**TEXTAUSZUG**:
◆ ◆ ◆ ◆

Die ostdeutschen Sparkassen sorgen sich um negative Folgen einer zu rasanten Zinswende der Europäischen Zentralbank (EZB). „Ein schneller Zinsanstieg ist schwierig“, sagte der neue Präsident des ostdeutschen Sparkassenverbands (OSV), Ludger Weskamp, in einem am Freitag veröffentlichten Reuters-Interview.

Denn dies könne bei den Instituten Risiken auslösen. „Die Sparkassen haben sehr wenig Aktienbestände, aber sehr viele Anleihen.“ Steigende Zinsen auf Anleihen würden nach Lesart der Aufsicht zu „schwebenden Verlusten“ führen. „Das sind Effekte, die beim Bewertungsergebnis sichtbar werden.“

Der Effekt sei noch nicht zu beziffern, er erwarte aber „schon relevante Größenordnungen“. Weskamp fügte hinzu, ostdeutsche Institute seien passivlastig und somit stark betroffen. Der Wunsch der Sparkassen sei: „steigende Zinsen, aber eher verhaltene steigende Zinsen.“

Der seit Januar amtierende OSV-Chef rechnet damit, dass die EZB im Juli die Zinswende einläutet. Der Markt habe schon zwei, drei Zinsschritte eingepreist – „wenn man schaut, wie sich die Zinsen und vor allem auch die Kreditzinsen entwickelt haben“.

◆ ◆ ◆ ◆

**DATENSATZ**:
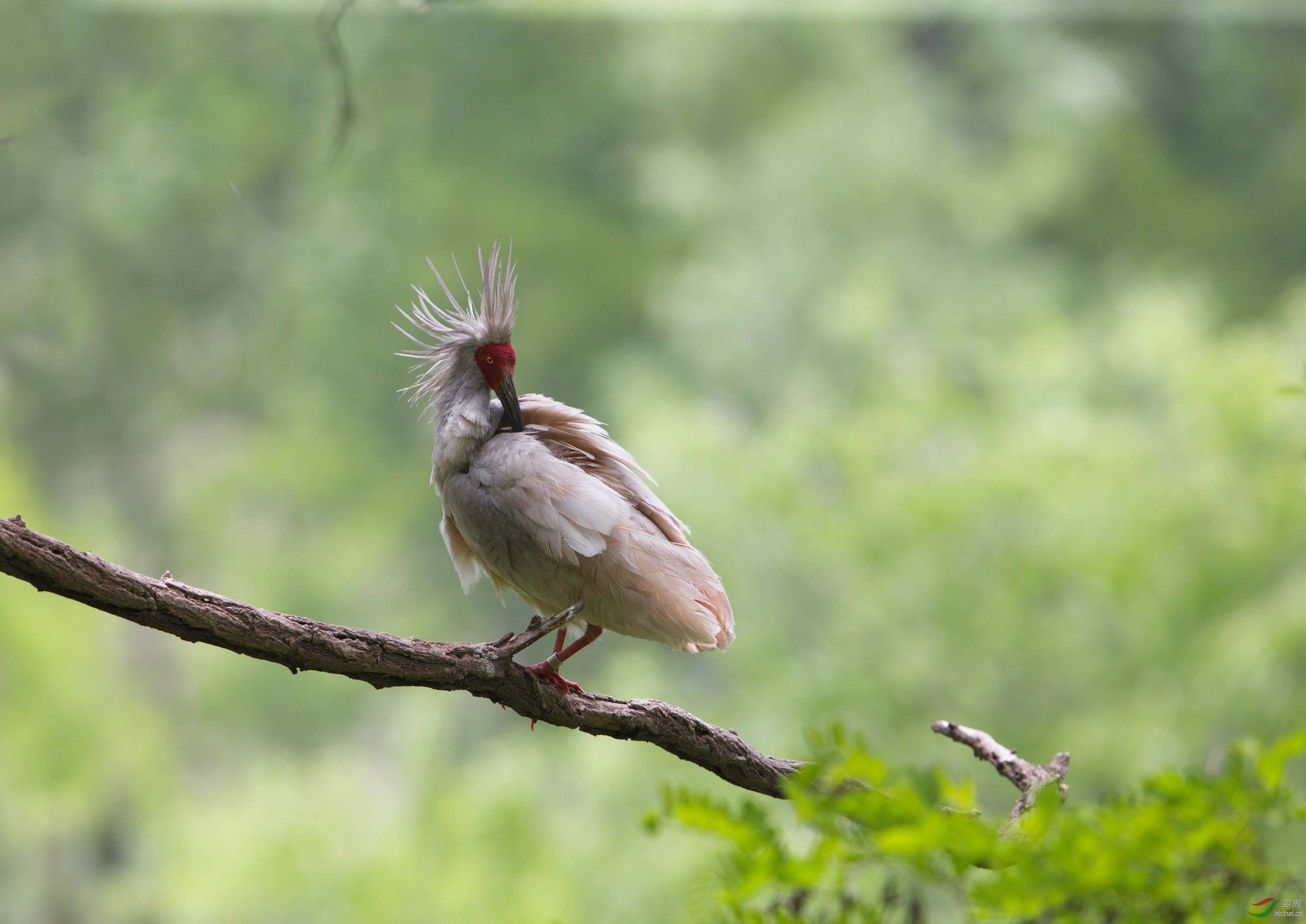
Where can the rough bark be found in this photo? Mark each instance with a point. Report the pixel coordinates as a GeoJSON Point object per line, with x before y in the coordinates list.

◆ ◆ ◆ ◆

**AUFGABEN**:
#1 Seit wann ist Ludger Weskamp laut dem Textauszug über die Zinswende Chef des OSV?
#2 Führe den Textauszug über die Sorgen der ostdeutschen Sparkassen wegen der Zinswende weiter.

**ANTWORTEN**:
#1 Seit Januar.

#2
„Wenn der Zinsunterschied zwischen der US-Notenbank und der EZB zu weit auseinandergeht, kann man das den Menschen kaum noch erklären – bei Inflationsraten von rund sieben Prozent.“ Die Verbraucherpreise im Euro-Raum haben zuletzt mit 7,5 Prozent einen Rekord erreicht, in Deutschland liegt die Inflationsrate mit 7,4 Prozent auf dem höchsten Stand seit Herbst 1981.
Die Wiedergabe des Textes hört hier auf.